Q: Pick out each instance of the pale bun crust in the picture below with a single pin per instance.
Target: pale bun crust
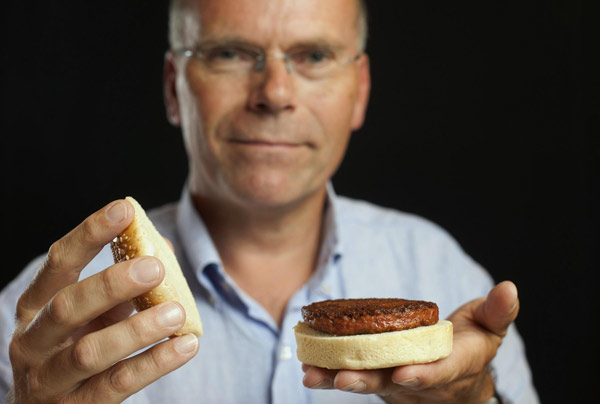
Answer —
(142, 239)
(374, 351)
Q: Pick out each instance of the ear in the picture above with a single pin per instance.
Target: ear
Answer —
(364, 89)
(170, 89)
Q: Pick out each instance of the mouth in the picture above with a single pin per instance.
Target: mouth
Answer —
(267, 144)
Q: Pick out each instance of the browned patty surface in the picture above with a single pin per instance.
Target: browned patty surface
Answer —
(368, 316)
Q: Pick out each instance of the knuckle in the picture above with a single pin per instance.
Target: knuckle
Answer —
(15, 350)
(88, 230)
(84, 356)
(160, 358)
(111, 284)
(54, 255)
(60, 309)
(21, 311)
(121, 378)
(138, 327)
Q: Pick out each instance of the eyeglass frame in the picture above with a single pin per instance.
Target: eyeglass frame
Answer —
(260, 58)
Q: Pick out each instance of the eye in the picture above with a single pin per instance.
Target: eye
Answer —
(223, 54)
(315, 57)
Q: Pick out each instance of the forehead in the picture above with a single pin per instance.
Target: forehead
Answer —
(276, 22)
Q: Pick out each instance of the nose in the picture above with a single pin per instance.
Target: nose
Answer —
(272, 90)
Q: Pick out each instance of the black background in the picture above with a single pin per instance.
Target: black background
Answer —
(483, 118)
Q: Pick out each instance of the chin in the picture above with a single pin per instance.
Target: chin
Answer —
(271, 193)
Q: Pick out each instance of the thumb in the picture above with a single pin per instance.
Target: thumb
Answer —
(500, 308)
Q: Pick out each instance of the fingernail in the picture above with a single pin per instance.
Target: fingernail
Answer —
(145, 270)
(355, 387)
(323, 384)
(186, 344)
(116, 213)
(169, 315)
(412, 382)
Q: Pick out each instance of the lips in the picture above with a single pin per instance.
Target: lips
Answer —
(266, 143)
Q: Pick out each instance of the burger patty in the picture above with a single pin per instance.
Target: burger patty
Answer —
(369, 316)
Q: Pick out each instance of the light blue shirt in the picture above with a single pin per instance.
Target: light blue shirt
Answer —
(244, 357)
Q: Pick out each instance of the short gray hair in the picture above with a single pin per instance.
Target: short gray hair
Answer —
(179, 18)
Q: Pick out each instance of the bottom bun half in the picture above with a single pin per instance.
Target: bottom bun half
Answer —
(374, 351)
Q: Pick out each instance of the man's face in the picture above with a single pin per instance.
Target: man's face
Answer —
(271, 138)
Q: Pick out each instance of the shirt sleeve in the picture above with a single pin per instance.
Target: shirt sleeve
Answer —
(8, 302)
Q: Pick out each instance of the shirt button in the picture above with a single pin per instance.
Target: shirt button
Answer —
(286, 353)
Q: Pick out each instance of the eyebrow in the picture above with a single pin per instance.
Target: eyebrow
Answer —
(320, 43)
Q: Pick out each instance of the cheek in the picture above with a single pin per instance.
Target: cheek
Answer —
(332, 106)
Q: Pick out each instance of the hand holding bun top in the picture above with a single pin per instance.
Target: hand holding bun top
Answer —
(463, 377)
(72, 336)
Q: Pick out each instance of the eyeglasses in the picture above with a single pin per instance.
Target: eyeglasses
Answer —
(310, 63)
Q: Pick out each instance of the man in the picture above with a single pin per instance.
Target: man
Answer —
(267, 94)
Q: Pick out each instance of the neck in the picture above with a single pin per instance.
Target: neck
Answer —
(269, 253)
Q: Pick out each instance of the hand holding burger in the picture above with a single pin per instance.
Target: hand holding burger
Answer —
(463, 377)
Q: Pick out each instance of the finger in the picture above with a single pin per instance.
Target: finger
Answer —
(79, 303)
(69, 255)
(377, 381)
(96, 352)
(131, 375)
(318, 378)
(500, 308)
(471, 352)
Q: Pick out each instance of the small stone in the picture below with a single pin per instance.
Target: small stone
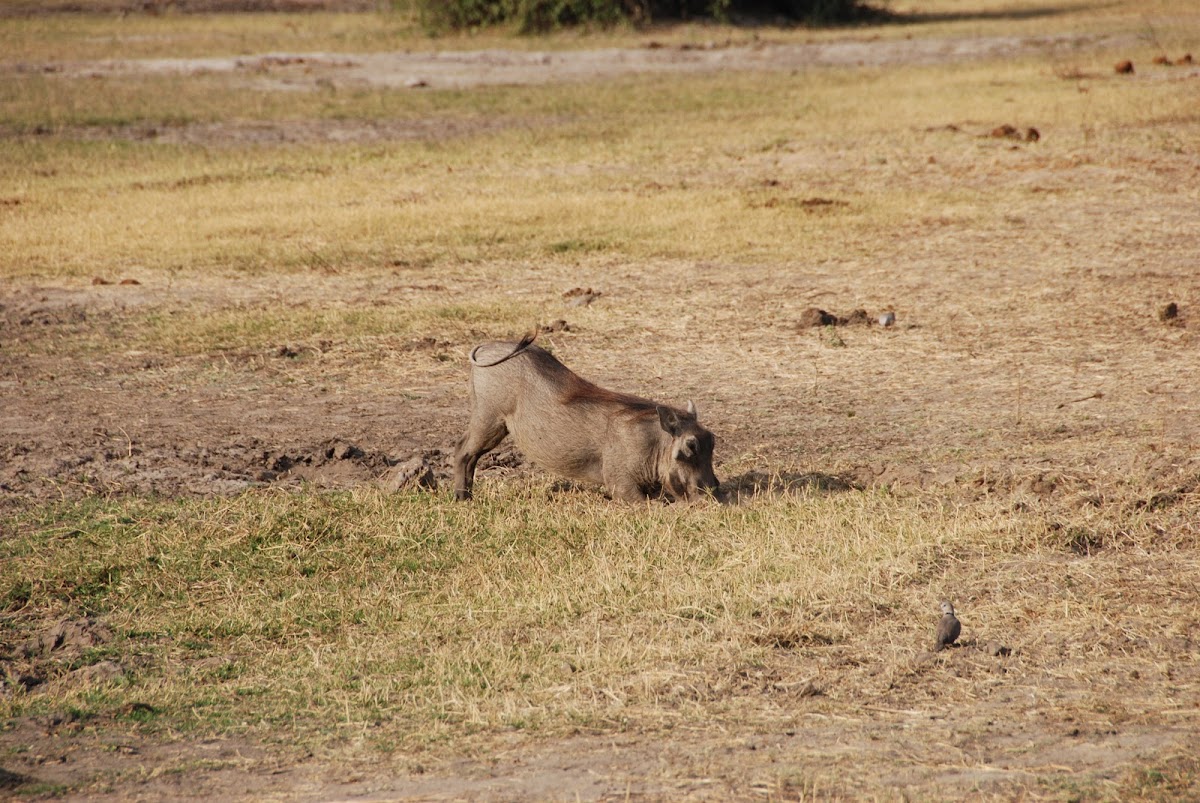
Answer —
(411, 473)
(100, 672)
(815, 317)
(948, 628)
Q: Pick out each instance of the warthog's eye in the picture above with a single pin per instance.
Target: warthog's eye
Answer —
(688, 448)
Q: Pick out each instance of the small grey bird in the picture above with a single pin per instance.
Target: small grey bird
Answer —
(948, 629)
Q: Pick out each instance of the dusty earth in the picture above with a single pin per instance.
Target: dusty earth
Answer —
(139, 423)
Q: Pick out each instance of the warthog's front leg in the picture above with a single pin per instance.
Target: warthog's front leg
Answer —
(480, 439)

::::::

EXERCISE BRIEF → Copy each line of the listing that holds the word "sleeve".

WRITTEN ANSWER →
Q: Pick out each instance of the shirt sleeve in the picture above with a single pin per instance.
Target: shirt sleeve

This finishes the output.